● **WHAT IS BEING ASKED**
All lines below between the line with "of the purple" and the line with "the basket handle.", including both, must be copied exactly, and the pictures must be omitted.

● **EXTRACTED INFORMATION**
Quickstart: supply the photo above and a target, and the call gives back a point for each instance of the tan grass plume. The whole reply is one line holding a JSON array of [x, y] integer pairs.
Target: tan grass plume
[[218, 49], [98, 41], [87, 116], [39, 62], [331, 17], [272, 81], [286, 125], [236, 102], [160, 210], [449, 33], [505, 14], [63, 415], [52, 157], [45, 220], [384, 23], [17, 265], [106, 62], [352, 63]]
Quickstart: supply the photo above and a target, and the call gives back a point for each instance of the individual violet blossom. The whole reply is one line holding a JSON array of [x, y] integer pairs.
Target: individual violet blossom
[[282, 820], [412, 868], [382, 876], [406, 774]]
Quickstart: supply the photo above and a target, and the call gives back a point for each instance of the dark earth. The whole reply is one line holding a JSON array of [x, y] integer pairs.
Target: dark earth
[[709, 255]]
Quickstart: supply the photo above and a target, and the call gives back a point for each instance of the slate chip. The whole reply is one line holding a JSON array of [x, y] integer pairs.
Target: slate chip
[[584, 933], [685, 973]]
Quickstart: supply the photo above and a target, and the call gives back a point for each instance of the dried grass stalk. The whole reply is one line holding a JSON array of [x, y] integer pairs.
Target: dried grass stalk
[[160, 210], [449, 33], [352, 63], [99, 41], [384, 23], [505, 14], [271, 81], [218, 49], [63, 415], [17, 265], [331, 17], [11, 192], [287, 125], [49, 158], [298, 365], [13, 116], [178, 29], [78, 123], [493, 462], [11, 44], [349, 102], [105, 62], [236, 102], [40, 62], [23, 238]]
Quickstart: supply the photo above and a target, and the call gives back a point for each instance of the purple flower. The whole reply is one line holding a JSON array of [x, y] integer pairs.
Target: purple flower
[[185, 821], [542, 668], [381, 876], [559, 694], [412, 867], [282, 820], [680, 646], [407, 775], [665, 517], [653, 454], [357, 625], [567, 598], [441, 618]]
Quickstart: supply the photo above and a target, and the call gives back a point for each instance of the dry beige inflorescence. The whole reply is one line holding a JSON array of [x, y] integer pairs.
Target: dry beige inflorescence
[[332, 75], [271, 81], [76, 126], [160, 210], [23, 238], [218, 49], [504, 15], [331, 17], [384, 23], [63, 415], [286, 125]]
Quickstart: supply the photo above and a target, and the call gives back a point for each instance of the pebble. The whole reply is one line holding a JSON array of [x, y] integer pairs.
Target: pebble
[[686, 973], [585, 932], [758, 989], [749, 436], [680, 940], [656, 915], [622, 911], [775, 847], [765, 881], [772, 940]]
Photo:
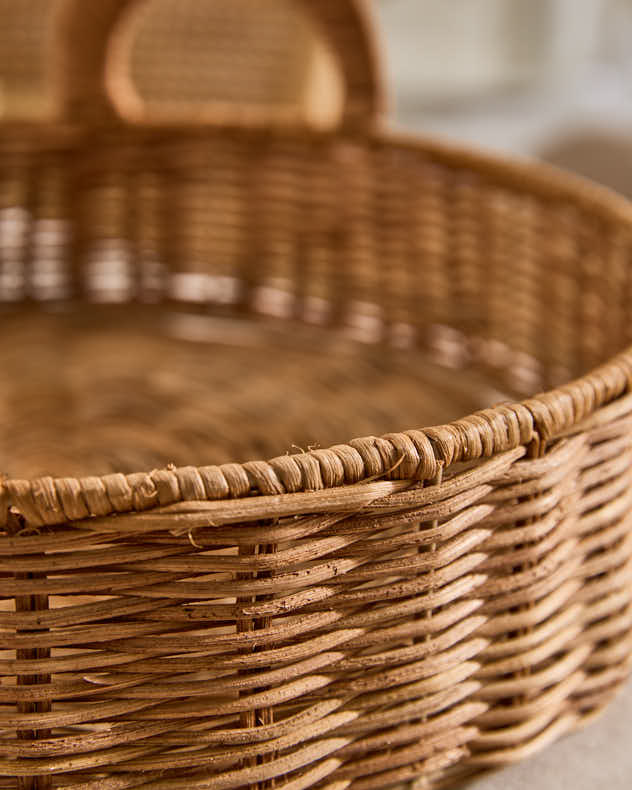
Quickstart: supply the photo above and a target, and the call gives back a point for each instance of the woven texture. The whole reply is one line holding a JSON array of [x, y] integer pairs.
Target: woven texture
[[196, 58], [414, 606]]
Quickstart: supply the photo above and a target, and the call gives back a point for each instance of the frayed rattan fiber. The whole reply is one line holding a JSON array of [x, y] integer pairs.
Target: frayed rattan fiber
[[411, 607]]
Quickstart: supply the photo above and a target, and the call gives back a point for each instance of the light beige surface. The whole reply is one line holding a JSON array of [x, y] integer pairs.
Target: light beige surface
[[597, 758]]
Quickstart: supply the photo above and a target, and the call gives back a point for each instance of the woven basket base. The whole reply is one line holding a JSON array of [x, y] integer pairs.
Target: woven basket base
[[106, 390]]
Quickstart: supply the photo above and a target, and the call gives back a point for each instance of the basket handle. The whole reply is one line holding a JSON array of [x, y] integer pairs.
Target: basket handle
[[85, 46]]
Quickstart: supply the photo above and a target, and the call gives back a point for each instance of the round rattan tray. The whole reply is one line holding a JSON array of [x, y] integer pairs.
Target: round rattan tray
[[416, 605]]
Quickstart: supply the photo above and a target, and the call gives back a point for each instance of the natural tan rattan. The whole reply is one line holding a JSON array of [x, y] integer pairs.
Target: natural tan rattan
[[199, 59], [414, 606]]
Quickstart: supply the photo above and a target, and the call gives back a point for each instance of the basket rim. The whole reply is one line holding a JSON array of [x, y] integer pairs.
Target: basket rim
[[398, 460]]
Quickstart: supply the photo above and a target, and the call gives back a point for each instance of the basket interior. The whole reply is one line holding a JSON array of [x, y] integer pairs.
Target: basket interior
[[115, 393], [212, 296]]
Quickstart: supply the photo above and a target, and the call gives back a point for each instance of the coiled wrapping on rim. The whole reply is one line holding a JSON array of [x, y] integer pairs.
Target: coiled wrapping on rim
[[412, 455]]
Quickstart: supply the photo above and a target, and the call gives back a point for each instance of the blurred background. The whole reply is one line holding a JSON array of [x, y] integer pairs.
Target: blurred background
[[546, 78], [542, 78]]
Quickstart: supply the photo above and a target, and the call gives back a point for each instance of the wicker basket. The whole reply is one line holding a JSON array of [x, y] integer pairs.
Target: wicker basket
[[195, 58], [416, 605]]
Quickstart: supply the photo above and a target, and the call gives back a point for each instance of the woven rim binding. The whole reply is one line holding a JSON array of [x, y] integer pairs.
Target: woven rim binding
[[319, 477]]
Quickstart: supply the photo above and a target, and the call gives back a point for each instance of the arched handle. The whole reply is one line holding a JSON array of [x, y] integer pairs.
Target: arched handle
[[86, 41]]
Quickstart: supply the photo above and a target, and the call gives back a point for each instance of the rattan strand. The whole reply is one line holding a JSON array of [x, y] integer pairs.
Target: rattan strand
[[411, 607]]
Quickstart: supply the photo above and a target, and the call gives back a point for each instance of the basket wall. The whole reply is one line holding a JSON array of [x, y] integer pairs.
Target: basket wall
[[433, 603]]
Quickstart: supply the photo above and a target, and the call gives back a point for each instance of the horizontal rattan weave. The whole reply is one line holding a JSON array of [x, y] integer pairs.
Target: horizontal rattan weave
[[410, 607]]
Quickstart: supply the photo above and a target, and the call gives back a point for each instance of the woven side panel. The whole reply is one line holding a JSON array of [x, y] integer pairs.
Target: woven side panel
[[454, 626]]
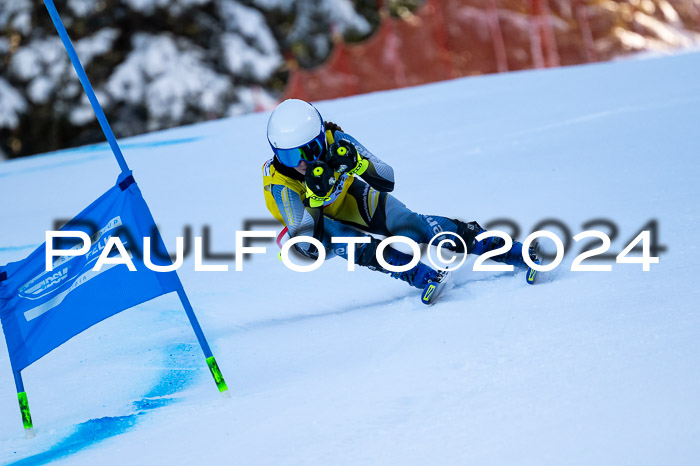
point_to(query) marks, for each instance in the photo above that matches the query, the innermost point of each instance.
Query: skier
(323, 183)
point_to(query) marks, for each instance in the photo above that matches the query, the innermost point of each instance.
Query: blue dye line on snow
(91, 432)
(96, 151)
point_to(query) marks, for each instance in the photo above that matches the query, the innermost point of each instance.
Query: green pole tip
(24, 409)
(216, 373)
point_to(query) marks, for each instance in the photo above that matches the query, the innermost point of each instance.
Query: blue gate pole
(23, 405)
(211, 362)
(63, 34)
(106, 129)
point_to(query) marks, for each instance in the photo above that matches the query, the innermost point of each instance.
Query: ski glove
(343, 158)
(319, 182)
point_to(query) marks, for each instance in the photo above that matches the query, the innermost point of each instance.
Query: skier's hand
(342, 156)
(319, 180)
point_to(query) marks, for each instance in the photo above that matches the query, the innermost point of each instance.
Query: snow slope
(350, 368)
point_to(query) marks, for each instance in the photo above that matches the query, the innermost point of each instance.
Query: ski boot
(435, 287)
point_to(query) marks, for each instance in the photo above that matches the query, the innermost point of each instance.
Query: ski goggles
(308, 152)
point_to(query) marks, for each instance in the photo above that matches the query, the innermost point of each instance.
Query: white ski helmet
(296, 132)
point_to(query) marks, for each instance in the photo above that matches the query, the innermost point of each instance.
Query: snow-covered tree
(154, 63)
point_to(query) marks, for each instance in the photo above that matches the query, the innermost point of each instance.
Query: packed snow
(333, 367)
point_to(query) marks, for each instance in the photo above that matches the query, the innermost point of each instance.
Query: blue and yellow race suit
(358, 205)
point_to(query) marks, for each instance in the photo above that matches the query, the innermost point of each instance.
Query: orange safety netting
(451, 38)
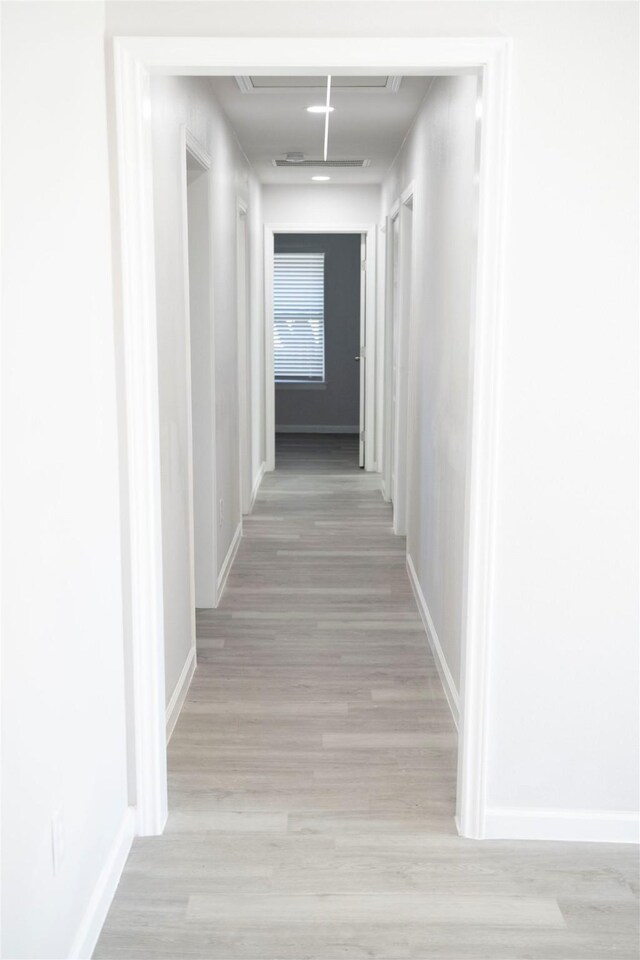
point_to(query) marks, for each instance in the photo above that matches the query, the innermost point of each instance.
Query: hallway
(312, 772)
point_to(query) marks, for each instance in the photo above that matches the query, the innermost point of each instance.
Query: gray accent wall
(336, 403)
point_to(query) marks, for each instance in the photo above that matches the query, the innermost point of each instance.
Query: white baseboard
(256, 485)
(96, 913)
(603, 826)
(228, 562)
(316, 428)
(445, 674)
(178, 696)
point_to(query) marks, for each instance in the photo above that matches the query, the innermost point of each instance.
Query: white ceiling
(370, 121)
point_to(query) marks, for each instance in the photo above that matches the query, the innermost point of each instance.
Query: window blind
(298, 316)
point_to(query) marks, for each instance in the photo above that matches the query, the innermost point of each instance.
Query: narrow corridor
(312, 772)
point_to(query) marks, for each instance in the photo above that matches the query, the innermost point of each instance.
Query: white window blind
(298, 316)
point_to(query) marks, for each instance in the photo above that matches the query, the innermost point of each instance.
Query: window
(298, 317)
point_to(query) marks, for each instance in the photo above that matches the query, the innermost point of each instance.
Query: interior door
(362, 357)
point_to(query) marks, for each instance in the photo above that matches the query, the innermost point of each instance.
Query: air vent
(257, 83)
(321, 163)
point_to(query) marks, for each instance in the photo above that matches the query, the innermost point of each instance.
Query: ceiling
(371, 118)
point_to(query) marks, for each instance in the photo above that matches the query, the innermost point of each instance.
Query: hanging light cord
(326, 119)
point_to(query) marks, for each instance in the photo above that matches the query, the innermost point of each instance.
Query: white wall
(321, 204)
(62, 653)
(190, 101)
(438, 157)
(202, 383)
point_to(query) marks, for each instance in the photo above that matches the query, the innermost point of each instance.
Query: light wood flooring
(312, 771)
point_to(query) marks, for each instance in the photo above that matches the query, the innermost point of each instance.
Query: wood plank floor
(312, 771)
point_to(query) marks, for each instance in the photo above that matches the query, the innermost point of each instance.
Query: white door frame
(190, 145)
(403, 326)
(244, 405)
(369, 231)
(134, 59)
(390, 311)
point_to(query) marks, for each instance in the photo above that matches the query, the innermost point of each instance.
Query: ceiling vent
(256, 84)
(320, 163)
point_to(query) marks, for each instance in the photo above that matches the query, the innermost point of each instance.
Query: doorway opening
(488, 57)
(318, 333)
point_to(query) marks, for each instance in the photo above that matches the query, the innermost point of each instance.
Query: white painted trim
(602, 826)
(228, 563)
(244, 367)
(370, 231)
(478, 587)
(256, 485)
(176, 703)
(317, 428)
(269, 376)
(86, 938)
(446, 679)
(404, 328)
(133, 118)
(134, 59)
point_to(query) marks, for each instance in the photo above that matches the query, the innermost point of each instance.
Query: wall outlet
(57, 841)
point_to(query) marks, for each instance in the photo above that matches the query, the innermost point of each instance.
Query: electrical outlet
(57, 841)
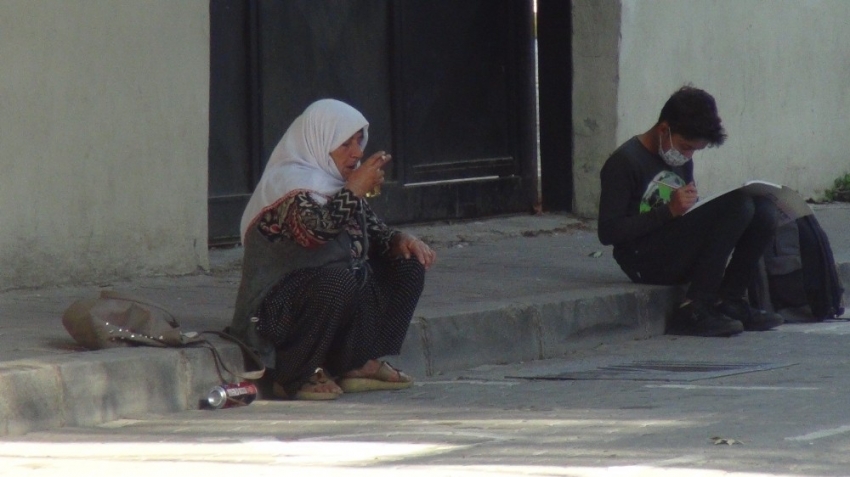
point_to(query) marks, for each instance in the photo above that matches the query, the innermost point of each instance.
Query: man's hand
(683, 199)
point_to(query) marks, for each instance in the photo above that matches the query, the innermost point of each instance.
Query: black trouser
(696, 247)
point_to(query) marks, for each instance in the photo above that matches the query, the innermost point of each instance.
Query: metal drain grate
(659, 371)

● **OUTPUT**
Quickstart: supply the photo above and a target, and the call gives back a point for each instance of the purple flower. The whole reply is one line holding a JSON array of [x, y] integer pairs.
Target: purple flower
[[185, 821], [542, 668], [381, 876], [559, 694], [412, 867], [282, 820], [680, 646], [407, 775], [665, 517], [653, 454], [357, 625], [567, 598], [441, 618]]
Quickstart: supply the photo above and a target, and the call gives back a point for each instance of the dry beige inflorescence. The whole reply is one line holding a JSON array of [x, y] integer pairs.
Target: dry beige inflorescence
[[332, 75], [271, 81], [76, 126], [160, 210], [23, 238], [218, 49], [504, 15], [331, 17], [384, 23], [63, 415], [286, 125]]
Quickstart: supply the photo above and a target, and the call gives back a point for each instance of the pebble. The whole reply is one line holding a JSON array of [x, y] integer pairs.
Target: pebble
[[686, 973], [585, 932], [758, 989], [749, 436], [680, 940], [656, 915], [622, 911], [775, 847], [765, 881], [772, 940]]
Photo:
Quickstart: supply the photo above and a target, and the call gives back a point for each instance of the woven texture. The whole reply is one line holding a JSON array of [x, y] integer pairs.
Target: woven texture
[[196, 58], [414, 606]]
Quickstart: supply the photo above and a target, and the call gives back a point for each instance of the frayed rattan fiber. The whole reply is one line holding a JSON array of [x, y] integer pairs.
Target: frayed rattan fiber
[[411, 607]]
Quickstart: supply the photo above and a target, and the call gives back a point for each instance of the light beige surface. The whole reply is one line holding a JSON array of [x, y] integer pairs.
Target: light beige surface
[[597, 758]]
Quickstart: supply the photo above and a target, and the call gives back a point for each instance of the woven basket base. The whole reply is one line holding a JSON array of [x, y] integer pairs.
Target: woven basket base
[[106, 390]]
Quickstart: supply the photo above and a target, and the call gives back a point for each instance of the basket handle. The whole reply is one line holding a JSON array of [x, y] integer pairs.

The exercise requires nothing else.